[[ SUPPLIED ENTRIES open ]]

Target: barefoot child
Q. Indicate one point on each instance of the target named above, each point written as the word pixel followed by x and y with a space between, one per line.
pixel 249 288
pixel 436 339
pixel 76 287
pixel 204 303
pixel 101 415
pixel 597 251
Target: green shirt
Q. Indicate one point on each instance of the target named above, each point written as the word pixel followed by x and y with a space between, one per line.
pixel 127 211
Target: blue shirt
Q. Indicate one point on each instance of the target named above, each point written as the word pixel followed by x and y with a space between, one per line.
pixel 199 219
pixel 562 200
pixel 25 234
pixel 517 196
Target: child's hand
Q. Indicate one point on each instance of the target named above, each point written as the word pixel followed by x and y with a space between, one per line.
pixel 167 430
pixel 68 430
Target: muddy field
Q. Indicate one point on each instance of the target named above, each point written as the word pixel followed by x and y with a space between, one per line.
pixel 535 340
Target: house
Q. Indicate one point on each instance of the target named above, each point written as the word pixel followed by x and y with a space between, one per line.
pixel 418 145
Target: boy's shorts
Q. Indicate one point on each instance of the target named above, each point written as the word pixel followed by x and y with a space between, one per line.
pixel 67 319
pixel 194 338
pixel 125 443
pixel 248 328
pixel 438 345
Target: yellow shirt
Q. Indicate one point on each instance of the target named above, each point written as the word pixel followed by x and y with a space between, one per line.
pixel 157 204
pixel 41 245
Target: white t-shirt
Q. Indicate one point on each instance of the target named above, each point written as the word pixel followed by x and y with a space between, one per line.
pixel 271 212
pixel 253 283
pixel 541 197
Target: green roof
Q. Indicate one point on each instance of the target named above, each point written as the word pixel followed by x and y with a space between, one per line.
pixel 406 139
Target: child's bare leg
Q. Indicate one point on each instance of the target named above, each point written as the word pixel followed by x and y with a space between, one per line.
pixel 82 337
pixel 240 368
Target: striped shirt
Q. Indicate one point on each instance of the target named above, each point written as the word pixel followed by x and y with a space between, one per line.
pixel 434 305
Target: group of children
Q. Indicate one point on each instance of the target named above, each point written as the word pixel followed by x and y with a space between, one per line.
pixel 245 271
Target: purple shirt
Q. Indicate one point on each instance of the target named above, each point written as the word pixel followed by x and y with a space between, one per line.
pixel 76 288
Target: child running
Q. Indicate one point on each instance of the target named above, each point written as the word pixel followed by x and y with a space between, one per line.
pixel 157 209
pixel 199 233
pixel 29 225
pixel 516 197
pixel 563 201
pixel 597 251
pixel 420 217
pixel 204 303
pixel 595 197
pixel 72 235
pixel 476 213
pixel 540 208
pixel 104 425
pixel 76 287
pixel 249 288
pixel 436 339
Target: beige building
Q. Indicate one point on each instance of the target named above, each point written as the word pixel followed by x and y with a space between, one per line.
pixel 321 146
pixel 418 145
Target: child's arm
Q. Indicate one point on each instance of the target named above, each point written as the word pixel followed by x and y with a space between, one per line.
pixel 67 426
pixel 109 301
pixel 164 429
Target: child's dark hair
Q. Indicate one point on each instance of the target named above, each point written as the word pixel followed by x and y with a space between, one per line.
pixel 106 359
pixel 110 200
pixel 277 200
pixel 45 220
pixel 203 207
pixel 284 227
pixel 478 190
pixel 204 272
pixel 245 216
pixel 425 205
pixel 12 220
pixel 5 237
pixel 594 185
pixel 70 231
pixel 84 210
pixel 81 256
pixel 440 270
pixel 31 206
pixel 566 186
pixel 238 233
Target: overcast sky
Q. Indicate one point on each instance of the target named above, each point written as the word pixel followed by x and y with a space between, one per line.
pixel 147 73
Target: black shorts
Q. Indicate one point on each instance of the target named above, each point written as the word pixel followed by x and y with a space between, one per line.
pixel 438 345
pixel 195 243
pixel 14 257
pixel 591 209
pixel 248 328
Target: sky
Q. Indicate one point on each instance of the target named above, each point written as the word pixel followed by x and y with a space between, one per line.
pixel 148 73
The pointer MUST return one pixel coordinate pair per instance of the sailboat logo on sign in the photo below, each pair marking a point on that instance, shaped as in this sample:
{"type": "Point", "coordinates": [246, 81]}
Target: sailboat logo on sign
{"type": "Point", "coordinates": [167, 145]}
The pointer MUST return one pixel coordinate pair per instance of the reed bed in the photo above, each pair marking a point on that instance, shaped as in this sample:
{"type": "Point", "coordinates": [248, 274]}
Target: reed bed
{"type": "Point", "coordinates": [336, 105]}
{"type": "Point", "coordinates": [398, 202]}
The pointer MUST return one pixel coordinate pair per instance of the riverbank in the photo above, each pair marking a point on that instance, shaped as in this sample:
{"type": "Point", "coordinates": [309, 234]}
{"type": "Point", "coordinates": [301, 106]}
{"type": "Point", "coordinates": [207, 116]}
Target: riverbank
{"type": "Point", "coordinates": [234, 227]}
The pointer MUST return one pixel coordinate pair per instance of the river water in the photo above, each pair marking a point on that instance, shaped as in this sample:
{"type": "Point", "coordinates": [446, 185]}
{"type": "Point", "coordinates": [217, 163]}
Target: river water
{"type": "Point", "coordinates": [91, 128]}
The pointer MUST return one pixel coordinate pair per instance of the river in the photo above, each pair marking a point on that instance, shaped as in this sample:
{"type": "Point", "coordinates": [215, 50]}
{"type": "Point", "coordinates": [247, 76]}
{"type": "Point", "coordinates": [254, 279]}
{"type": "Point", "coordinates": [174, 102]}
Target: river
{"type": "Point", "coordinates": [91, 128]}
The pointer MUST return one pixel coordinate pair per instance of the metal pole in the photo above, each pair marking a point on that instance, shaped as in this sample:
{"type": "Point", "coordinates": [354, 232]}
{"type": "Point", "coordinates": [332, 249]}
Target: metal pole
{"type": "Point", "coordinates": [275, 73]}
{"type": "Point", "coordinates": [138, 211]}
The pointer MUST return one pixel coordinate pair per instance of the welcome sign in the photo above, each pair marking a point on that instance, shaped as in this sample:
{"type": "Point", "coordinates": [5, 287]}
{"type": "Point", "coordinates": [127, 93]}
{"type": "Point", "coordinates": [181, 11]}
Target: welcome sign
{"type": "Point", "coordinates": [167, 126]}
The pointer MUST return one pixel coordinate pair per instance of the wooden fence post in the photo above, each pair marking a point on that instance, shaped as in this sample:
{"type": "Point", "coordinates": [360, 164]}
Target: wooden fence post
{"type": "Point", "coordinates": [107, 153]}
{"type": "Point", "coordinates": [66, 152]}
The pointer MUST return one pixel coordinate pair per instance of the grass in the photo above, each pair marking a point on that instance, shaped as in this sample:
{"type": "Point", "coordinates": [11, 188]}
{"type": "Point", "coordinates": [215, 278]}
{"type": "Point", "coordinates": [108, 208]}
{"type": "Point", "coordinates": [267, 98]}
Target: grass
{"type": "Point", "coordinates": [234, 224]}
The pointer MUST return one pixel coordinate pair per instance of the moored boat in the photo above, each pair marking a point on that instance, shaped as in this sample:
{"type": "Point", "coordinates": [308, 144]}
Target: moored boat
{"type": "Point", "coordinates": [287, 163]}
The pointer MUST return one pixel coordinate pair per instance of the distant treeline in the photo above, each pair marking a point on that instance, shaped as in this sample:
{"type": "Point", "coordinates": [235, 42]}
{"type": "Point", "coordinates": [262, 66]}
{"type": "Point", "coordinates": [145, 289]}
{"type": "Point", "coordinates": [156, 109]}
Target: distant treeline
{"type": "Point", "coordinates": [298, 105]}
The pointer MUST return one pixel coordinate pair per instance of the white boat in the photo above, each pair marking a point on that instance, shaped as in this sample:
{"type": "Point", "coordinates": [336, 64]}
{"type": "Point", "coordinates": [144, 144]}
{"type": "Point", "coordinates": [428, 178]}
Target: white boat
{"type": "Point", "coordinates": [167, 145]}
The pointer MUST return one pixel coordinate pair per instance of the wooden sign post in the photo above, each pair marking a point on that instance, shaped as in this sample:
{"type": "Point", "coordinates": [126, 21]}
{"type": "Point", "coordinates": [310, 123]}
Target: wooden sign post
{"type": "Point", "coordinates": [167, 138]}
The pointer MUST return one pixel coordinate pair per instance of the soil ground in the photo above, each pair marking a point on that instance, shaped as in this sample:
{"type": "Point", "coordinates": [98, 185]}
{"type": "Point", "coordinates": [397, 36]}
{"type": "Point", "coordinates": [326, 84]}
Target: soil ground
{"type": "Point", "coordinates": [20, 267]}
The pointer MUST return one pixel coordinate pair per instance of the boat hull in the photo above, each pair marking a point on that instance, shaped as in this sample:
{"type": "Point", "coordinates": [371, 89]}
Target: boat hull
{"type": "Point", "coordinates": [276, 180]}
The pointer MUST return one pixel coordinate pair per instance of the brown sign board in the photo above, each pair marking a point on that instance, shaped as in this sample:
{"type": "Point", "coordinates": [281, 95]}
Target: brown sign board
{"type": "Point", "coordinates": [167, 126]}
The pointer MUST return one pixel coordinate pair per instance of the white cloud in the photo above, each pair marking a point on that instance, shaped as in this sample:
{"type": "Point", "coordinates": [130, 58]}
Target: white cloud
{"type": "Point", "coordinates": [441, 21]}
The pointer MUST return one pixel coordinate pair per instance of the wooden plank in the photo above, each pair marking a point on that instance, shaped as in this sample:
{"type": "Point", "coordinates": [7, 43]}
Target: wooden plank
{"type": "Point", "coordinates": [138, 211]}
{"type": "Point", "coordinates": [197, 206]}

[[ SUPPLIED ENTRIES closed ]]

• [WHAT YOU WILL DO]: The line with "Target: child's bare leg" marks the end; reproduce exactly every line from the start of the entries up to it, that line included.

• [ANSWER SPACE]:
Target: barefoot child
Q. Indicate one point on each instance of the target named above, each point written as the word pixel followed by x and y with a space between, one per line.
pixel 249 288
pixel 436 339
pixel 76 287
pixel 204 303
pixel 101 415
pixel 597 251
Target: green shirt
Q. Indicate one point on each instance of the target named above, each point written as the word pixel followed by x and y with a space between, one per line.
pixel 127 211
Target: blue shirt
Q. Indicate one point on each instance of the target named above, each point written as the word pixel followed by x and y with a space between, one per line.
pixel 199 219
pixel 562 200
pixel 25 234
pixel 517 196
Target: child's hand
Q. Indicate one point on each instance of the target named above, each point written as the word pixel followed by x and y with a space between, one per line.
pixel 167 430
pixel 68 430
Target: muddy field
Q. Indicate one point on each instance of the target named above, each point written as the word pixel followed by x and y with a space between, one per line.
pixel 535 340
Target: house
Q. Indicate one point on each instance of the target named above, each point written as the word pixel followed by x and y with a space between, one per line.
pixel 418 145
Target: boy's shorts
Q. Indicate one point on each instance of the target named above, each point written as the word pixel followed by x and y with a space between, one per line.
pixel 67 319
pixel 194 338
pixel 125 443
pixel 248 328
pixel 438 345
Target: yellow shirt
Q. Indicate one point on each instance of the target named above, each point written as the word pixel followed by x and y with a space between, one per line.
pixel 157 204
pixel 41 245
Target: white t-shirt
Q. Indicate one point on each instance of the target named above, each point written as the word pixel followed by x and y with a space between, one per line.
pixel 271 212
pixel 253 283
pixel 541 197
Target: green roof
Q. Indicate one point on each instance of the target named above, each point written as the word pixel followed by x and y with a space between, one per line.
pixel 406 139
Target: child's bare leg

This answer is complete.